* [DATASET RECORDS]:
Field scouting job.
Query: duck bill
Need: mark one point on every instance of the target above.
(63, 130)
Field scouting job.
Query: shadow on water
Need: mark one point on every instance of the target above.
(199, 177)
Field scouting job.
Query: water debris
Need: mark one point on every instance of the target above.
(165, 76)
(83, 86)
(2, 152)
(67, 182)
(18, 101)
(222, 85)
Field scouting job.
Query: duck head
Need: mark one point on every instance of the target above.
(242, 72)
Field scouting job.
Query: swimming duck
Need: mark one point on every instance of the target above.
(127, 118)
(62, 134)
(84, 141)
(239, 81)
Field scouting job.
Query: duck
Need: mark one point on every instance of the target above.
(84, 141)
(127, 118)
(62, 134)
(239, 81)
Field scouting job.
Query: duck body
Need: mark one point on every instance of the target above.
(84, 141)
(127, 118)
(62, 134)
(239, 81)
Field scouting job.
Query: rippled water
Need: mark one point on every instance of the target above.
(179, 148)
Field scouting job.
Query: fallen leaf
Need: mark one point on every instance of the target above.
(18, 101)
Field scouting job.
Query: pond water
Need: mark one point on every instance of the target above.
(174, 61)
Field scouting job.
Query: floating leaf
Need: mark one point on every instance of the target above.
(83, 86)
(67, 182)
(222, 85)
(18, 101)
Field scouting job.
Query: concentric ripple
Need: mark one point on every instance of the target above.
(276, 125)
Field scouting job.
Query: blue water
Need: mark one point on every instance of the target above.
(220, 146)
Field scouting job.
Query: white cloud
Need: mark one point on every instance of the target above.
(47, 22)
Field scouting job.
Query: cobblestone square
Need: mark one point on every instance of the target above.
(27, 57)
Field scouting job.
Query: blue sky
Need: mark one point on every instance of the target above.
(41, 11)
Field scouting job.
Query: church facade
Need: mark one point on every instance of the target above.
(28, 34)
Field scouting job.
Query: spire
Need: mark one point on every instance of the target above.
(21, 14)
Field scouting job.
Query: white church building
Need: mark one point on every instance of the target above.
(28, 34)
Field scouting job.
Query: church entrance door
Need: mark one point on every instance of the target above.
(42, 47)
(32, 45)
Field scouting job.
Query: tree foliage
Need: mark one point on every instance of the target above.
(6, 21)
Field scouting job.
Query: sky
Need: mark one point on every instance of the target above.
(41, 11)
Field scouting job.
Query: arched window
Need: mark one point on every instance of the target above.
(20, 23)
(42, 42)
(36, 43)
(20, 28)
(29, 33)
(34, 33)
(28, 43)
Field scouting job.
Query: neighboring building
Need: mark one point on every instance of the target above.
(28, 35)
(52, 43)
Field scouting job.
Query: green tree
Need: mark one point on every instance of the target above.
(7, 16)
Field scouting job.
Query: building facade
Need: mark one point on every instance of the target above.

* [TO BE DONE]:
Repeat the data in its entirety, character for character.

* [REPLY TO THE EXERCISE]:
Field scouting job.
Query: duck bill
Need: mark one point on every instance of the target above.
(63, 130)
Field scouting job.
Query: shadow on water
Need: mark one point on every instance of the target above.
(199, 177)
Field scouting job.
Query: water debris
Need: mark one point on every instance of the target above.
(165, 76)
(83, 86)
(2, 152)
(67, 182)
(18, 101)
(222, 85)
Field scouting job.
Query: duck head
Need: mark one point on every instance of the target above.
(242, 72)
Field scouting job.
Query: swimming duck
Need: mark one point on every instance of the target above.
(127, 118)
(62, 134)
(84, 141)
(239, 81)
Field scouting job.
Query: duck
Need: mark one point on every instance of the target above.
(84, 141)
(127, 118)
(62, 134)
(239, 81)
Field scouting job.
Query: duck body
Need: mark one point on every instance of the target above.
(84, 141)
(127, 118)
(62, 134)
(239, 81)
Field scouting job.
Query: rippled water
Need: mark one point on every instance of the target above.
(179, 148)
Field scouting job.
Query: fallen leaf
Need: mark one point on every instance of the target above.
(18, 101)
Field scouting job.
Query: pond water
Need: mark one point on every instance of the target above.
(174, 61)
Field scouting job.
Query: floating leaf
Need: mark one point on every instance of the target above.
(83, 86)
(67, 182)
(222, 85)
(18, 101)
Field scouting job.
Query: concentric ripple
Need: mark one point on every instance of the target above.
(276, 125)
Field scouting job.
Query: blue water
Need: mark one point on every instance of the target above.
(220, 146)
Field scouting job.
Query: white cloud
Need: mark one point on every instance of the target above.
(47, 22)
Field scouting job.
Query: cobblestone square
Need: mark one point on every instance of the target above.
(27, 57)
Field scouting job.
Query: blue sky
Need: mark one point on every instance of the target above.
(41, 11)
Field scouting job.
Query: church facade
Need: mark one point on every instance of the target above.
(28, 34)
Field scouting job.
Query: spire
Need: mark one point on every instance of the target above.
(21, 14)
Field scouting job.
Query: white church building
Need: mark one point on every instance of the target above.
(28, 34)
Field scouting job.
Query: church entrance door
Need: mark one point on every instance of the target above.
(42, 47)
(32, 45)
Field scouting job.
Query: tree foliage
Need: mark one point on every instance of the target above.
(6, 21)
Field scouting job.
Query: sky
Need: mark one point on every instance of the target above.
(41, 11)
Field scouting job.
Query: arched window
Need: mark one point on every instance of the target above.
(20, 23)
(42, 42)
(36, 43)
(20, 28)
(29, 33)
(34, 33)
(28, 43)
Field scouting job.
Query: neighboring building
Need: mark one point on every instance of the target above.
(28, 35)
(52, 43)
Field scouting job.
Query: green tree
Need: mark one point on every instance of the target above.
(7, 16)
Field scouting job.
Query: building facade
Need: mark one point on every instance of the target above.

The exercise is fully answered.